*PROBLEM DETAILS*
Return the stretch of the earnings call transcript from "Thank you. Our" through "to rate level?", copied word for word.

*READING PASSAGE*
* start *

I think the remaining six new buildings, I believe on the top of my head, some like $220 million that we need to total contract price, of which about 65 give or take has been already paid. And we expect to finance 60% of the contracted price, that's about a $130 million. So we have about I believe $30 million of additional equity contributions to make. I made this calculation on top of my head, trying to subtract the vessel we took delivery already.

Tate Sullivan

Analyst

Understood. Okay. Thank you for that. Okay. Thank you very much.

Aristides Pittas

Analyst

Thank you, Tate.

Operator

Operator

Thank you. Our next question comes from Kristoffer Skeie with Arctic Securities. Please proceed.

Kristoffer Barth Skeie

Analyst · Arctic Securities. Please proceed.

Hello. Congrats on another good quarter and definitely positive with dividend hike. It's Kristoffer Barth Skeie, I'll take -- I believe it was [indiscernible]. Can you elaborate a bit on chartering discussions both with regards to vessels coming over now and on the new build, sort of how long durations can you get now and how do you sort of evaluate duration compared to rate level?

Aristides Pittas

Analyst · Arctic Securities. Please proceed.

Yes, we are already discussing the charter of our first newbuilding vessel to be delivered in April. Duration is between one and two years. We are looking at the various offers that we have and will decide depending on the level of if we go for one or two years' time. So there is discussions there. There are discussions about a couple of ships that open up within the next month or two months or so, four periods of up to a year. We will see. I mean there is interest in the vessels that are coming up within the next couple of months and we are focusing on these vessels for the time being, but nothing to report yet.

* end *

*STORED DATA*
* start *

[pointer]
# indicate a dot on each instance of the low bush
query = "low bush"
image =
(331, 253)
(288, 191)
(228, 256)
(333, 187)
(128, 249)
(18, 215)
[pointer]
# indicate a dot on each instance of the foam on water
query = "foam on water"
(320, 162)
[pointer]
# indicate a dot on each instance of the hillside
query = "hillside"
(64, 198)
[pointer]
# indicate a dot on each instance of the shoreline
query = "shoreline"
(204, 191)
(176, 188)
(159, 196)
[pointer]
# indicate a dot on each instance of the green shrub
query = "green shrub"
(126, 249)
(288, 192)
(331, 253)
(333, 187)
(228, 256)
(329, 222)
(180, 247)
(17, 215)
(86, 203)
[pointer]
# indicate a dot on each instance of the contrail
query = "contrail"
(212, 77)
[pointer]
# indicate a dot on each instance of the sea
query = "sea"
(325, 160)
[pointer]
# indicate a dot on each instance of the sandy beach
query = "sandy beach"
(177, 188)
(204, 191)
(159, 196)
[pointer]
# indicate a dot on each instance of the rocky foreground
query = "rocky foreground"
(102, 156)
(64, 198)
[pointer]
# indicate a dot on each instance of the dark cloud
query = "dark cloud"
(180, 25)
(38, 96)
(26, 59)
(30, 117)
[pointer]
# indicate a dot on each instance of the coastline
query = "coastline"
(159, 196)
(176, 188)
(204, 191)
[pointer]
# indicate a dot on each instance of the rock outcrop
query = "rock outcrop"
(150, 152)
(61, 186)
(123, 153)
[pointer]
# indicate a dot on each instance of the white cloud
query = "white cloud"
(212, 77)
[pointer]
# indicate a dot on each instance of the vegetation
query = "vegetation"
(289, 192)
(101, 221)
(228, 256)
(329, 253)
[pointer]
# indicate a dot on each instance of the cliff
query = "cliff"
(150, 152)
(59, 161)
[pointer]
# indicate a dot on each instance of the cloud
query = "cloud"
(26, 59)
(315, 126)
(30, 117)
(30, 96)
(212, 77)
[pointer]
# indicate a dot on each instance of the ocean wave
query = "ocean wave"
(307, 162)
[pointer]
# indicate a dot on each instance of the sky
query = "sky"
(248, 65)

* end *

*FULL SOLUTION*
Thank you. Our next question comes from Kristoffer Skeie with Arctic Securities. Please proceed.

Kristoffer Barth Skeie

Analyst · Arctic Securities. Please proceed.

Hello. Congrats on another good quarter and definitely positive with dividend hike. It's Kristoffer Barth Skeie, I'll take -- I believe it was [indiscernible]. Can you elaborate a bit on chartering discussions both with regards to vessels coming over now and on the new build, sort of how long durations can you get now and how do you sort of evaluate duration compared to rate level?